SUPPLIED TEXT
#####
East Hills is a village in Nassau County, on the North Shore of Long Island, in New York, United States. It is considered part of the Greater Roslyn area, which is anchored by the Incorporated Village of Roslyn. The population was 6,955 at the 2010 census.

The Incorporated Village of East Hills is located primarily within the Town of North Hempstead, with the exception being a small section of the village's northeastern corner, located within the Town of Oyster Bay.

History

Before the village 
In 1643, John Carman and Robert Fordham sailed across the Long Island Sound from Stamford, Connecticut and purchased the land that is now occupied by the Towns of Hempstead and North Hempstead from the Marsappeaque, Matinecock, Mericock, and Rockoway Native Americans. This land included what is now East Hills.

For a long time, much of what now is East Hills was home to a few wealthy families. In 1898, Clarence and Katherine Mackay settled in present-day East Hills and would eventually commission Stanford White to design their mansion, Harbor Hill. In 1924, the Prince of Wales, who later abdicated the throne of England to marry Mrs. Simpson, was entertained at the Mackay estate. Aviation pioneer Charles A. Lindbergh even rested at the Mackay estate in 1927 after returning to the United States following his historic solo flight to Paris, France.

Village of East Hills (1931 – present) 
The Village of East Hills was incorporated on June 24, 1931, and its first election was held a couple weeks later on July 8 in barns at the Mackay estate. Reasons for incorporating included the desire by many locals to be excluded from paying taxes for sanitary sewer systems, highways, etc., the desire to not be part of the Roslyn Sewer District and to keep businesses out, and to maintain home rule powers. Many of the proposals which the locals were against were proposed when Roslyn wanted to incorporate, as early plans called for that village's proposed boundaries to include what would become East Hills. As such, the residents decided to incorporate East Hills as a separate village.

Mr. Willets was elected as Mayor and John Mackay, Stephen Willets, Ellen A. Hennessy, and Catherine Hechler were elected as the Village Trustees. Charles Hechler, the husband of Mrs. Hechler, was appointed as the Village Clerk.
#####
STORED DATA
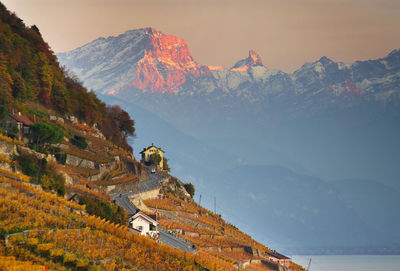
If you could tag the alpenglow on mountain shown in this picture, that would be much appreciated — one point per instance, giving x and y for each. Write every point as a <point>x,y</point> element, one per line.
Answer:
<point>146,60</point>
#####
COMPLETE THE FOLLOWING
a) Please reproduce the stretch of the East Hills passage from "For a long time, much" through "(1931 – present)".
b) For each statement, say whether the East Hills passage agrees with it, answering yes or no and quoting the words that decide it. (i) East Hills was incorporated on June 24, 1931. (ii) The village lies entirely within the Town of North Hempstead. (iii) Charles Hechler was elected as a Village Trustee.

RESULTS OF THE EXERCISE
a)
For a long time, much of what now is East Hills was home to a few wealthy families. In 1898, Clarence and Katherine Mackay settled in present-day East Hills and would eventually commission Stanford White to design their mansion, Harbor Hill. In 1924, the Prince of Wales, who later abdicated the throne of England to marry Mrs. Simpson, was entertained at the Mackay estate. Aviation pioneer Charles A. Lindbergh even rested at the Mackay estate in 1927 after returning to the United States following his historic solo flight to Paris, France.

Village of East Hills (1931 – present)

b)
(i) Yes: "The Village of East Hills was incorporated on June 24, 1931"
(ii) No: "located primarily within the Town of North Hempstead, with the exception being a small section of the village's northeastern corner, located within the Town of Oyster Bay"
(iii) No: "Charles Hechler, the husband of Mrs. Hechler, was appointed as the Village Clerk."